## What the task asks
In the account of visits to Rampur, how long did the snake try to swallow the frog before it gave up?

I have even gone Rampur just for the sake of fun and spend time at his hut with Akhil. On one such visit apart for Bird watching we saw the drama of a Frog caught in a Checkered Keelback’s mouth. The snake tried to gulp the frog for at least half an hour before it gave up. We heard the subtle shout of this frog in the dry fields, as we were birding and taking snaps of butterflies. That day Snake got something to eat or not I know not, but our Elliah cooked chicken and rice for us as we relaxed in the wooden charpoys near his hut.
A Frog in Checkered Keel Backs mouth. The tribal huts may number around twenty five in this hamlet.
Most lie on the left of the road and some on the right. There are few clearings which serve as agricultural
plots, seen lush green after rains, mostly with BT Cotton as crop and maize at times. Goats and cattle are
also seen around huts.
Recording the Migratory cattle.
Migratory cattle have been a regular problem here. As herders settle in small makeshift clearings with cattle
or goats and sometimes even both to destruct the forest around. Well Elliah as others there is a poor a Nayakpod tribal. I love his smile. He is lean tall person with dark complexion, clad in white dhoti and a shirt. Being a tracker he visits around and gives an account of Wildlife activity which we record.

Descriptions of regions in natural language:

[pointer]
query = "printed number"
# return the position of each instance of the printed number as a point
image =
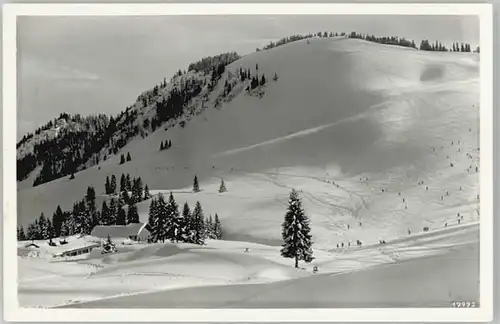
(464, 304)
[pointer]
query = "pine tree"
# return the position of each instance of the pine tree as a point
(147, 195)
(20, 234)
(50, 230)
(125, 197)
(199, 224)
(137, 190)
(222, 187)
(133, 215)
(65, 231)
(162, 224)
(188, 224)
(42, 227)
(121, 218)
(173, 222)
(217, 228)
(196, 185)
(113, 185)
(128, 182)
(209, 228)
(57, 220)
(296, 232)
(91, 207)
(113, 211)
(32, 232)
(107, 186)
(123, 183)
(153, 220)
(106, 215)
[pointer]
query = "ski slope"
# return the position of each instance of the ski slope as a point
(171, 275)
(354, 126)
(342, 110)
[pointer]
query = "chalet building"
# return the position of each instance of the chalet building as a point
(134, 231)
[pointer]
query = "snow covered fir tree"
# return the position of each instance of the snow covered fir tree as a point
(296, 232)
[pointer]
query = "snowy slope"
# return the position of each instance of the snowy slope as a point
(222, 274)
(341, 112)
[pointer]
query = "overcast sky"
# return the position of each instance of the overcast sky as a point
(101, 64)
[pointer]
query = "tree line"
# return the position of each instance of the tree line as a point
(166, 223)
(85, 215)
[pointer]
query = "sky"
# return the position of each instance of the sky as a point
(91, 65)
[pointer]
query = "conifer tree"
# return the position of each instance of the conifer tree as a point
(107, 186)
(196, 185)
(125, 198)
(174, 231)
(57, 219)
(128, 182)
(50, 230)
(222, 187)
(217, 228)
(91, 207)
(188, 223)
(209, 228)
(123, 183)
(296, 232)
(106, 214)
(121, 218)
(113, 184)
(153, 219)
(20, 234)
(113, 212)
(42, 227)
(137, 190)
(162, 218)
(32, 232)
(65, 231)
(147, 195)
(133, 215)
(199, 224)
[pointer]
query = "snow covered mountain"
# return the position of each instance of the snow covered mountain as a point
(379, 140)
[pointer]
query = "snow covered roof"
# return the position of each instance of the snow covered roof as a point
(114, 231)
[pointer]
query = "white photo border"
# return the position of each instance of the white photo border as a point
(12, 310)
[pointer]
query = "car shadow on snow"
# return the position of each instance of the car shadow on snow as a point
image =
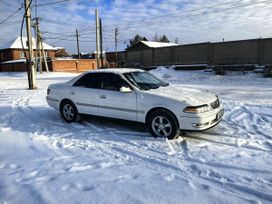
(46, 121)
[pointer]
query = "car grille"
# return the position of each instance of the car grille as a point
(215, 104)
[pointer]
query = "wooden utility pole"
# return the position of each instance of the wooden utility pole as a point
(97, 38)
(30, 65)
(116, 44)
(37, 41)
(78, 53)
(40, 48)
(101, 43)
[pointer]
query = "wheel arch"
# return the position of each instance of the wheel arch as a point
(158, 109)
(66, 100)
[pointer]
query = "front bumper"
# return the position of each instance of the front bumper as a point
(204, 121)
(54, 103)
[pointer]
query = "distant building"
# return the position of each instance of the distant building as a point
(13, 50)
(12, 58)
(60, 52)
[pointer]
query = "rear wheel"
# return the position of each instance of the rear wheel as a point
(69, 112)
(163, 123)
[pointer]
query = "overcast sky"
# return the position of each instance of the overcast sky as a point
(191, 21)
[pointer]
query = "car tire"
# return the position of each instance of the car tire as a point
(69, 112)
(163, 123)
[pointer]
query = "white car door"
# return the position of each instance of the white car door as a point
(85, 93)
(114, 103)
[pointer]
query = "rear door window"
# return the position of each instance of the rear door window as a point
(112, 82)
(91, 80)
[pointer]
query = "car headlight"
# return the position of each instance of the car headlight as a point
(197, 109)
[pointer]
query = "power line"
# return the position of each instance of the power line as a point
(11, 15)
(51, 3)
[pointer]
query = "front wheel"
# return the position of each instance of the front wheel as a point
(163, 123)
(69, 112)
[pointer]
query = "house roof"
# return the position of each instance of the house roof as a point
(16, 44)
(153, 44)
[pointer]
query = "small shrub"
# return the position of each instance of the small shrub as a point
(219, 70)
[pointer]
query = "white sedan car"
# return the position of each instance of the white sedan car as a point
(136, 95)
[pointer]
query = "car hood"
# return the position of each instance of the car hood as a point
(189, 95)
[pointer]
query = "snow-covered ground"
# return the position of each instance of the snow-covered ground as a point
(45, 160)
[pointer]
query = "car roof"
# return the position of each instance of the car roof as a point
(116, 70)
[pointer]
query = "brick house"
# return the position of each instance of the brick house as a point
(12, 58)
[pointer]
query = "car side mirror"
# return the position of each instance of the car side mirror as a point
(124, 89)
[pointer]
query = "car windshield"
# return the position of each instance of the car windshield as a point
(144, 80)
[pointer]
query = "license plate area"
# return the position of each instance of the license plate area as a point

## Exercise answer
At least half an hour.